» **EXTRACT PROVIDED**
━━━━

Running Wolf: I agree. Unfortunately that is where everything seems to end up.
Right Wing Professor: Fortunately, this isn't a scientific dispute. It's an attempt to establish religion. We have plenty of jurisprudence on that issue.
This may be a prime opportunity for the United States Supreme Court to show its judicial philosophy under the leading of Chief Justice Roberts (and whoever replaces O'Connor).
In so very many ways this has become a "hot button" because of prior rulings which have been woefully inconsistent wrt the First Amendment. The Supremes may have this case, possibly the 7th ruling that "atheism is a religion" and the Newdow's "under God" ruling all hitting them in rapid succession.
I believe it is a good thing if it will result in clarity between (a) the Establishment clause and (b) Freedom of Religion in the First Amendment:
Of course, I strongly agree with Scalia and Thomas that the decisions concerning the Establishment clause (such as Lemon) have resulted in a hostility towards theistic religions - and thus infringes on the Freedom of religion.
IMHO, the key domino in what will no doubt be a chain of decisions could/should be a review of the 7th decision that atheism is a religion which was based on many prior decisions of the Supremes. If it is indeed a religion then it cannot be given preference, i.e. be established as the state religion.

━━━━

» **SUPPLIED INFORMATION**
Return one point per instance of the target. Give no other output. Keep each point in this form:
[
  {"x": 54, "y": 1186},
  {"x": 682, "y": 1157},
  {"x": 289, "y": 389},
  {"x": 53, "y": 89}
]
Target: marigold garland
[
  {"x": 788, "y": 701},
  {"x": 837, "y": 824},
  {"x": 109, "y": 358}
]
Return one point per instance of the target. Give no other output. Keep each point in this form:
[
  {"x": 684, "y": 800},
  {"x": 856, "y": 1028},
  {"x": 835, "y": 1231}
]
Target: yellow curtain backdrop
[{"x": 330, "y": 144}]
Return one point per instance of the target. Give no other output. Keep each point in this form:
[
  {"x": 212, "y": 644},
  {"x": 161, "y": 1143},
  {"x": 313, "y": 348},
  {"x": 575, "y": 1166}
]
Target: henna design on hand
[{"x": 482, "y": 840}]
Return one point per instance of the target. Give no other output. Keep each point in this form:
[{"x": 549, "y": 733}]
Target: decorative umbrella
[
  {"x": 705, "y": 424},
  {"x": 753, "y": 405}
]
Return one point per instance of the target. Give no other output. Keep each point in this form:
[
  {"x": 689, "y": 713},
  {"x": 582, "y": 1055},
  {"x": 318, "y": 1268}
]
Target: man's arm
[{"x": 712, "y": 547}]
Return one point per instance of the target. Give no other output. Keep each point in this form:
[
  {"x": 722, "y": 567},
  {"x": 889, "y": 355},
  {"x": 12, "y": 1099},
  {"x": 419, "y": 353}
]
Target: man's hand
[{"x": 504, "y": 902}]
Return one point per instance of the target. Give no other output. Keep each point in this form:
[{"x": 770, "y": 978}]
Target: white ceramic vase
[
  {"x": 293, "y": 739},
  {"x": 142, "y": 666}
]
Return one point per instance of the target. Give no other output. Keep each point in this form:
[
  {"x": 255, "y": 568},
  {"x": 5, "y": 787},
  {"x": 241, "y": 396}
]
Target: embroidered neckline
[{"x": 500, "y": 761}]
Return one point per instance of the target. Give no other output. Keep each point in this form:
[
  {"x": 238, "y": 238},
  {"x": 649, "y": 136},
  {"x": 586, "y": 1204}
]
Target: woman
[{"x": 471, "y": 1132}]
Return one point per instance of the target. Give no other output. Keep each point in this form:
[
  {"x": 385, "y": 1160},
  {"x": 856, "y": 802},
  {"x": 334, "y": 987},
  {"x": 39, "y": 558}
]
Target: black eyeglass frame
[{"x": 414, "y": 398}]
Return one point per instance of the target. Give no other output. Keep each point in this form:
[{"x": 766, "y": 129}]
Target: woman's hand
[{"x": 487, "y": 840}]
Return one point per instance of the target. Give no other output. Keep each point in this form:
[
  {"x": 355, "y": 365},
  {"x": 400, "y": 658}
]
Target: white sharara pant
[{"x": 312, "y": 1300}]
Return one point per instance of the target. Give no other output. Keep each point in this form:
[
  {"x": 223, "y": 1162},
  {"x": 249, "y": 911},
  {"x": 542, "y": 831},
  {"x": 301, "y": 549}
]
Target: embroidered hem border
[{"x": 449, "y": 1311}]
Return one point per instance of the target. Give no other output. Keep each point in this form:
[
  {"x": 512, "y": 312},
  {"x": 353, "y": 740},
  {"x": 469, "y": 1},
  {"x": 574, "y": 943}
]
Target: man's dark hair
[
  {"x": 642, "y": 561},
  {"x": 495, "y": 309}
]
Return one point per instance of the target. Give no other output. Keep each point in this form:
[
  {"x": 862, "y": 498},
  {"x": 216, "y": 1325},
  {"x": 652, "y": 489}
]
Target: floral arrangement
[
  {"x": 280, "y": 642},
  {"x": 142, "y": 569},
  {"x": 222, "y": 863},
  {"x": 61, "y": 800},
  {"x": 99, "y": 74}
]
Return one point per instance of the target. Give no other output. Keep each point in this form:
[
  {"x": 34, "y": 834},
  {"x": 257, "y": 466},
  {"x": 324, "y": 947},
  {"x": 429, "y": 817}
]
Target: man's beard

━━━━

» **THINGS TO DO**
1. Answer these questions on the forum discussion about the Establishment Clause:
(a) According to Right Wing Professor, what is the dispute an attempt to do?
(b) Which two justices does the discussion strongly agree with about Establishment Clause decisions?
(c) Which decision is named as an example of an Establishment Clause decision?
2. Extend the forum discussion about the Establishment Clause, picking up right after its final sentence.
The listing plays no part in the work here.

» **ANSWERS IN ORDER**
1.
(a) It is an attempt to establish religion.
(b) Scalia and Thomas.
(c) Lemon.

2.
I believe whatever the court decides will clarify Lemon and have a domino effect on both the atheist legal initiatives as well as the theistic legal initiatives over the years from the public display of religious symbols to public education in science, religious references and prayers of students, publicly speaking under God in the pledge of allegiance and so on.
IOW, the problem is not science but rather that the USSC itself has been inconsistent for decades and it will catch up with them.
Lemon needs no clarification, it needs placement in the circular file. Scalia and others have killed it on numerous occasions.
There is a huge paper trail behind the ID movement demonstrating its motives. This kind of paper trail has scuttled previous efforts to change the teaching of Biology.
I suspect that the judge will find the current effort will have a religious motive, and that this will be a finding of fact.